───── RECORDS TO PROCESS

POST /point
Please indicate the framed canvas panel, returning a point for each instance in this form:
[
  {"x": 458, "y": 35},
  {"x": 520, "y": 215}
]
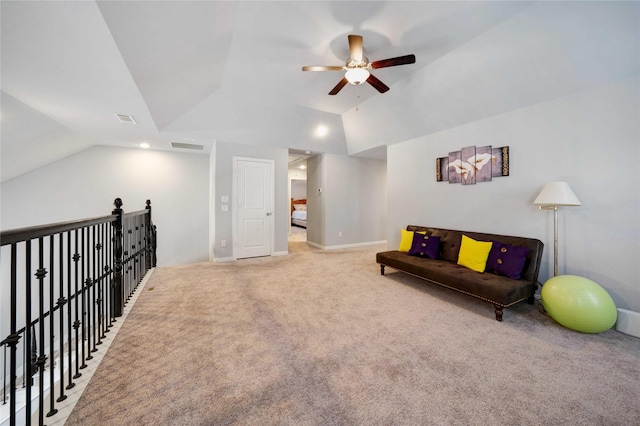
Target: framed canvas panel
[
  {"x": 484, "y": 163},
  {"x": 501, "y": 165},
  {"x": 468, "y": 170},
  {"x": 455, "y": 167},
  {"x": 442, "y": 169}
]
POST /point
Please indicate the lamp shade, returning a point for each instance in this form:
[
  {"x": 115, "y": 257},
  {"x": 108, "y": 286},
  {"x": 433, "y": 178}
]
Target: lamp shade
[
  {"x": 357, "y": 75},
  {"x": 557, "y": 194}
]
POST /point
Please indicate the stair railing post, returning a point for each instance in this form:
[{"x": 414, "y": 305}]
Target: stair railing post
[
  {"x": 148, "y": 224},
  {"x": 116, "y": 285}
]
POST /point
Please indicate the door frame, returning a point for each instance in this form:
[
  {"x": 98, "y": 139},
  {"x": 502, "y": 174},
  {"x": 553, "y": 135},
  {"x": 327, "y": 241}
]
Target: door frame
[{"x": 234, "y": 204}]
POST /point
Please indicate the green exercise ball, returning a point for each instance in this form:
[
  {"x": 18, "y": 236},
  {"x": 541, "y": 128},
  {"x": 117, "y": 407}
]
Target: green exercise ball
[{"x": 579, "y": 304}]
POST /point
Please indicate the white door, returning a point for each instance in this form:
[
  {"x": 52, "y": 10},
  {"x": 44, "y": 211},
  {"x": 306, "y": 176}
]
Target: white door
[{"x": 254, "y": 207}]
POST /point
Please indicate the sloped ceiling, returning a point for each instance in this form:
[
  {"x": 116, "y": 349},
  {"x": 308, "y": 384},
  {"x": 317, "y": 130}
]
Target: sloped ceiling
[{"x": 202, "y": 71}]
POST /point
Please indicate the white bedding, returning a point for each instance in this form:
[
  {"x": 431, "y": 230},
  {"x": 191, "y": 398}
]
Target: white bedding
[{"x": 299, "y": 214}]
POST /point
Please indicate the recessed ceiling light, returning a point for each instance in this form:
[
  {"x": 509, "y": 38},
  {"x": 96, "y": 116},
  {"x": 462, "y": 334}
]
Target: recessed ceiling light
[
  {"x": 124, "y": 118},
  {"x": 184, "y": 145},
  {"x": 321, "y": 131}
]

──────────

(EXERCISE)
Pull out every line of the items above that contains the string "panel", and list those lines.

(IN RESPONSE)
Please indicate the framed canvas panel, returning a point for each instance in this form:
Target: framed canvas panel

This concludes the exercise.